WHAT IS EXPECTED — Find the line that contains "Basketball game film review: mark the man's arm", then repeat it and each line after it to the end of the records, exactly.

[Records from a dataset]
=== Begin Enclosure ===

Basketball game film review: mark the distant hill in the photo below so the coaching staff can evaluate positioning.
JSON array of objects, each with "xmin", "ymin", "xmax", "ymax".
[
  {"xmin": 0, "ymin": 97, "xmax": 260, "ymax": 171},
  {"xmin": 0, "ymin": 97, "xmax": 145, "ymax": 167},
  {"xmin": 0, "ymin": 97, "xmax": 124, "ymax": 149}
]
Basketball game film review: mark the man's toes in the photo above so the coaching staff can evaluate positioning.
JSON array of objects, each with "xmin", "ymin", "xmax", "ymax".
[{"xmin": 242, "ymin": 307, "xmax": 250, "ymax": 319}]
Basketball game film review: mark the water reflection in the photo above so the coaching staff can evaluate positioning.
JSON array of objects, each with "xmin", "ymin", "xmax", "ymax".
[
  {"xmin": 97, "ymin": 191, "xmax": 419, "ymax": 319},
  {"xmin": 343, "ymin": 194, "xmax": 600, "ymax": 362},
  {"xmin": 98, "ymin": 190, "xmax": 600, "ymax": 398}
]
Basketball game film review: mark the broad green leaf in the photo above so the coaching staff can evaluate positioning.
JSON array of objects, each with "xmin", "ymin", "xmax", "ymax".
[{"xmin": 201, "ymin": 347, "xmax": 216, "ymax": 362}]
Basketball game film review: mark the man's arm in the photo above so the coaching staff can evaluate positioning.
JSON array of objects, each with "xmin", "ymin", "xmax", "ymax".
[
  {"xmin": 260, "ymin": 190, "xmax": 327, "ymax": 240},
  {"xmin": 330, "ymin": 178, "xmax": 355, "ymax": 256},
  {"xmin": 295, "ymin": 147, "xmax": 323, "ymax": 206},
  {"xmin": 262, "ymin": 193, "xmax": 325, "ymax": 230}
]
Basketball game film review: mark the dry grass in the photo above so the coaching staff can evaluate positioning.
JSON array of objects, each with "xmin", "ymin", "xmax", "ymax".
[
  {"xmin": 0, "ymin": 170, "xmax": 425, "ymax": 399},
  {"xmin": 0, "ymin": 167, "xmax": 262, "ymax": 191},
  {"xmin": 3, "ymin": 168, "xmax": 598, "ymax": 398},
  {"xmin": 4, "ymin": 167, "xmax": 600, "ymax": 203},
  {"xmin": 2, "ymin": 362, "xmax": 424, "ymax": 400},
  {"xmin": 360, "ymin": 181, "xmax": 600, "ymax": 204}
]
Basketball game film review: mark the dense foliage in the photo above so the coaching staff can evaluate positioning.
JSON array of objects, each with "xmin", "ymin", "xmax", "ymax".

=== End Enclosure ===

OUTPUT FOR THIS TASK —
Basketball game film review: mark the man's arm in the photo above so the coaching staff can evaluate positioning.
JSON array of objects, each with "xmin", "ymin", "xmax", "ymax".
[
  {"xmin": 260, "ymin": 190, "xmax": 327, "ymax": 240},
  {"xmin": 330, "ymin": 178, "xmax": 355, "ymax": 256},
  {"xmin": 295, "ymin": 147, "xmax": 323, "ymax": 206},
  {"xmin": 262, "ymin": 193, "xmax": 325, "ymax": 230}
]
Basketball game film review: mark the dry grass in the photo above so the coaching staff can evaluate positioning.
JSON array of objects, each with "xmin", "ymin", "xmax", "ymax".
[
  {"xmin": 0, "ymin": 170, "xmax": 425, "ymax": 399},
  {"xmin": 0, "ymin": 167, "xmax": 262, "ymax": 191},
  {"xmin": 3, "ymin": 168, "xmax": 598, "ymax": 398},
  {"xmin": 4, "ymin": 167, "xmax": 600, "ymax": 203},
  {"xmin": 2, "ymin": 362, "xmax": 424, "ymax": 400},
  {"xmin": 360, "ymin": 181, "xmax": 600, "ymax": 204}
]
Basketball game film review: mark the dense foliage in the photo above so the coaching staff can evaluate positioning.
JSON array of objects, each with "xmin", "ymin", "xmax", "ymax".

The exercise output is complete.